§ Source document
━━━━

Solving Linear Tensor Equations

Abstract

We develop a systematic way to solve linear equations involving tensors of arbitrary rank. We start off with the case of a rank 3 tensor, which appears in many applications, and after finding the condition for a unique solution we derive this solution. Subsequently, we generalize our result to tensors of arbitrary rank. Finally, we consider a generalized version of the former case of rank 3 tensors and extend the result when the tensor traces are also included.

1. Introduction

In many applications a tensorial equation of the form

$$a_1{N}_{\alpha \mu \nu }+a_2{N}_{\nu \alpha \mu }+a_3{N}_{\mu \nu \alpha }+a_4{N}_{\alpha \nu \mu }+a_5{N}_{\nu \mu \alpha }+a_6{N}_{\mu \alpha \nu }=B_{\alpha \mu \nu }$$

(1)

━━━━

§ Instruction
Carry on the paper on solving linear tensor equations from the point where it stops, starting right after equation (1). The lines that come after this text are not needed.

§ Data segment

━━━━

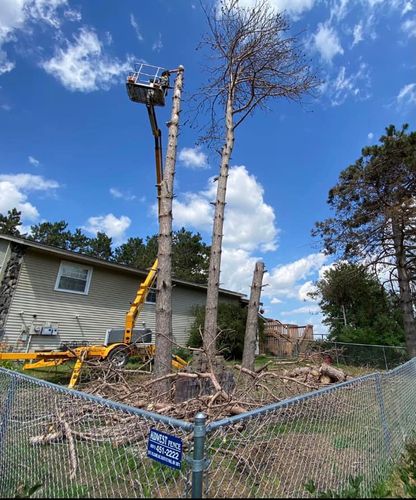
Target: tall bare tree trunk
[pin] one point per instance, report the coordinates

━━━━

§ Written answer
appears, where $B_{\alpha \mu \nu }$ is some given (i.e., known) tensor field, $a_i^{\prime }s$, $i=1,2,\cdots ,6$ are some given scalar fields and $N_{\alpha \mu \nu }$ is the unknown tensor field one wishes to solve for. For instance, this tensorial equation is encountered when one varies the quadratic Metric–Affine Gravity action [1,2,3] with respect to the affine connection1. There, $B_{\alpha \mu \nu }$ represents the (known) hypermomentum source and $N_{\alpha \mu \nu }$ is the distortion tensor [8] in which spacetime torsion and non-metricity are encoded. Then, having solved for $N_{\alpha \mu \nu }$ entirely in terms of the sources, that is, combinations of $B_{\alpha \mu \nu }$, one can easily obtain the forms of torsion and non-metricity, namely the non-Riemannian [9] parts of the geometry. In order to solve this equation, one could go about and split $N_{\alpha \mu \nu }$ into its irreducible decomposition and then take contractions, symmetrizations and so forth, in order to find the various pieces in terms of $B_{\alpha \mu \nu }$ and its contractions. Even though this may work in some cases, it will be a difficult task in general. Moreover, this procedure will fall short quickly if one wishes to generalize the above considerations and ask for the general solution (N in terms of B) of the rank-n tensorial equation:

$$\underset{n!-terms}{\underbrace{a_1{N}_{{\mu }_1{\mu }_2{\mu }_3\cdots {\mu }_n}+a_2{N}_{{\mu }_n{\mu }_1{\mu }_2\cdots {\mu }_{n-1}}+\cdots +a_n{N}_{{\mu }_2,{\mu }_3,\cdots {\mu }_n{\mu }_1}+\cdots ·}}=B_{{\mu }_1{\mu }_2{\mu }_3\cdots {\mu }_n}.$$

(2)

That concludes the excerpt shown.